Given records Start Marker

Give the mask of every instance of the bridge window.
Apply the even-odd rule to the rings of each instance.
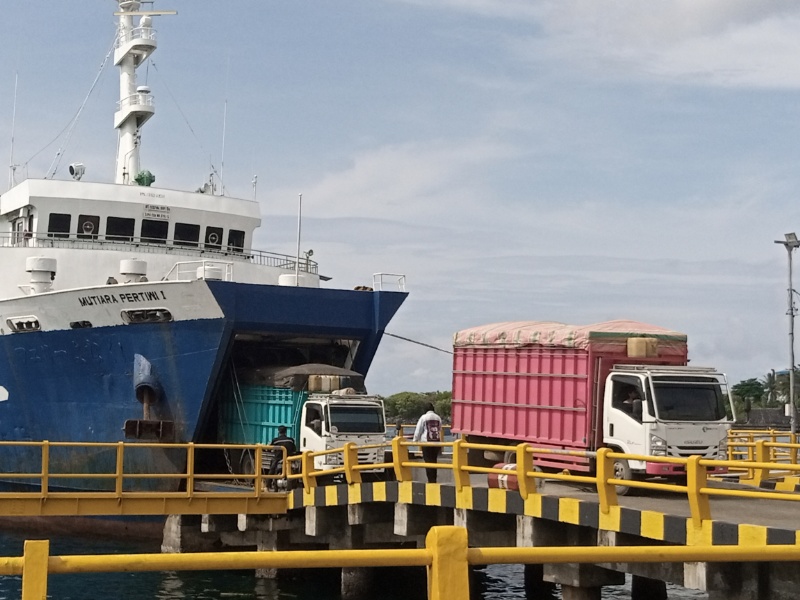
[[[222,227],[206,227],[205,246],[211,250],[222,248]]]
[[[106,220],[106,239],[118,242],[130,242],[133,240],[134,225],[136,225],[135,219],[108,217]]]
[[[100,231],[100,217],[93,215],[78,216],[78,239],[96,240]]]
[[[151,244],[166,244],[169,232],[169,221],[142,219],[142,241]]]
[[[72,215],[50,213],[50,220],[47,223],[47,237],[68,238],[71,221]]]
[[[180,246],[197,246],[200,241],[200,225],[175,223],[174,239]]]
[[[228,232],[228,250],[230,252],[241,252],[244,249],[244,231],[231,229]]]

Given records End Marker

**Exercise prompt**
Could you print all of the entries above exactly as written, minus the pictures?

**Written solution**
Give the mask of every instance of the bridge window.
Apply the even-odd rule to the rings of each instance.
[[[222,227],[206,227],[205,246],[211,250],[222,248]]]
[[[106,220],[106,239],[118,242],[130,242],[133,240],[134,225],[136,225],[135,219],[108,217]]]
[[[100,231],[100,217],[93,215],[78,216],[78,239],[96,240]]]
[[[151,244],[166,244],[169,232],[169,221],[142,219],[142,241]]]
[[[72,215],[50,213],[50,220],[47,223],[47,237],[68,238],[71,221]]]
[[[180,246],[197,246],[200,241],[200,225],[175,223],[174,239]]]
[[[228,232],[228,250],[230,252],[241,252],[244,249],[244,231],[231,229]]]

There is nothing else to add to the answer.